**TRECHO DO TEXTO**
O deputado Chico Alencar (Psol-RJ) lembrou em conversa por telefone com o JB que o país tem 1,6 milhão de adolescentes entre 15 e 17 anos fora da escola. Colocar como essencial a redução da maioridade penal, acredita, é a visão onde" o banco dos réus predomina ao banco escolar". Ele ressaltou ainda que apesar do discurso favorável à medida sustentar que 80% ou mais de brasileiros querem essa redução, quase 100% dos brasileiros diria que a prisão não corrige nem ressocializa ninguém e confessaria desconhecer a diferença entre idade infracional e penal.

"A gente precisa no Brasil, menos do que fazer novas leis, mudanças na Constituição, é fazer cumprir a Constituição e as leis já existentes", disse. "No mérito, há um grande equívoco, não vai reduzir violência nenhuma, infelizmente. E, no método, da votação, aí foi completamente espúria, irregular, inaceitável, porque a bancada apreciou uma mesma matéria duas vezes no mesmo ano, que dirá no mesmo dia, como aconteceu, e sem amparo regimental para a emenda que foi apresentada."

Para deputada Jandira Feghali (PCdoB), em entrevista por e-mail, também destacou que o projeto aprovado é inconstitucional. "É uma emenda aglutinativa, forjada na madrugada da derrota do primeiro texto, com o mesmo conteúdo morto. Não poderia ter sido levada à Plenário da forma como foi. Por isso que se abre uma grande discussão de impedir que esse descalabro continue."

A deputada acredita que o projeto, principalmente, abre precedentes para uma maior criminalização da pobreza. "O jovem negro da periferia, mas também os filhos da classe média serão atingidos." Ela aponta que as mortes de jovens nas favelas ou periferias pode aumentar de forma avassaladora, assim como a exploração e o tráfico sexual, aliciamento de menores, mortes no trânsito e publicidade da indústria de bebida e fumo destinada a esses jovens.

**O QUE FAZER**
[1] De acordo com o texto sobre a maioridade penal, quantos adolescentes de 15 a 17 anos estão fora da escola no país?
[2] Informe todas as linhas abaixo que contêm a palavra "positive", levando em conta maiúsculas e minúsculas.

**DADOS DE ENTRADA**
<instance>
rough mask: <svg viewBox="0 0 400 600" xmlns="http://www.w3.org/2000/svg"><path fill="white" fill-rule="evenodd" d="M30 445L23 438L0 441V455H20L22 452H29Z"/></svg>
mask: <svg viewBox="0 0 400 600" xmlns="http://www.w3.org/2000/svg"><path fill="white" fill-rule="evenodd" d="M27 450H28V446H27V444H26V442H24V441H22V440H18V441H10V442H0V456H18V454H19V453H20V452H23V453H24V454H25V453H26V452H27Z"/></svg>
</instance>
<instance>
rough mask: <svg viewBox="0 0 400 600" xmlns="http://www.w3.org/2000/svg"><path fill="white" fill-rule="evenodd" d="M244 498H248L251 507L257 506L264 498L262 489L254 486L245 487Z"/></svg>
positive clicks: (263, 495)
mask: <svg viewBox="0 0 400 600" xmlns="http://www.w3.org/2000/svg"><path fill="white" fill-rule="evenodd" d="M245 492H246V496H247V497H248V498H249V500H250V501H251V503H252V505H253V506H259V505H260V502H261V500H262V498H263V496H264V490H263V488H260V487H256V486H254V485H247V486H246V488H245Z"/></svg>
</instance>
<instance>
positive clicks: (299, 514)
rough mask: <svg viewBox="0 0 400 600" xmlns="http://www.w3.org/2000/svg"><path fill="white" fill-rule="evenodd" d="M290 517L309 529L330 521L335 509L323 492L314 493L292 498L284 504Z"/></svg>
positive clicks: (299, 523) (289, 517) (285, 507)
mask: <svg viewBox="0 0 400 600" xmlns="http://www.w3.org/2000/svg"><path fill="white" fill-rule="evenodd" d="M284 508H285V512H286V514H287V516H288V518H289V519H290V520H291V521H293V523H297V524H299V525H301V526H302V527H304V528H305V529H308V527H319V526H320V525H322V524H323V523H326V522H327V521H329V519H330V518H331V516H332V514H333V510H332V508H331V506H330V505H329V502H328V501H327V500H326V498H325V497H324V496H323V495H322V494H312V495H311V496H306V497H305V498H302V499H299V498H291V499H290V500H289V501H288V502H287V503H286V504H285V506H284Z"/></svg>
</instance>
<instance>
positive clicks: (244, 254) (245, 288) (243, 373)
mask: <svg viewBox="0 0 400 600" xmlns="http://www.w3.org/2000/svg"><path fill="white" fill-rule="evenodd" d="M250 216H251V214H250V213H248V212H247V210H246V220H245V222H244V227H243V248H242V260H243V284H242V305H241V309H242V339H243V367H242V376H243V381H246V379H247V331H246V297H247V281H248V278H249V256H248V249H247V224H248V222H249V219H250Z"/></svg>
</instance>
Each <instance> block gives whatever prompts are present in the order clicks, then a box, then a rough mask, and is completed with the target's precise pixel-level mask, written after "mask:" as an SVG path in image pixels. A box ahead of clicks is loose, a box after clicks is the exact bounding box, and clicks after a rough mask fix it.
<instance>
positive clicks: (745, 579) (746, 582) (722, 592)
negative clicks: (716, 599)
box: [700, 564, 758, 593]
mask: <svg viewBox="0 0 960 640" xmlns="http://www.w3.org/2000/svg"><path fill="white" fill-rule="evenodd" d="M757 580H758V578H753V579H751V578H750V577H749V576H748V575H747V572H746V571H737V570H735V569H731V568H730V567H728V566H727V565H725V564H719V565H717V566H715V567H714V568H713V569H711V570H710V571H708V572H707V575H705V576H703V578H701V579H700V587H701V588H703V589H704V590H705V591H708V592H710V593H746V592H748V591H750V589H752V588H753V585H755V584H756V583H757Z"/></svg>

**RESPOSTAS DAS TAREFAS**
[1] 1,6 milhão de adolescentes.

[2]
positive clicks: (263, 495)
positive clicks: (299, 514)
positive clicks: (299, 523) (289, 517) (285, 507)
positive clicks: (244, 254) (245, 288) (243, 373)
positive clicks: (745, 579) (746, 582) (722, 592)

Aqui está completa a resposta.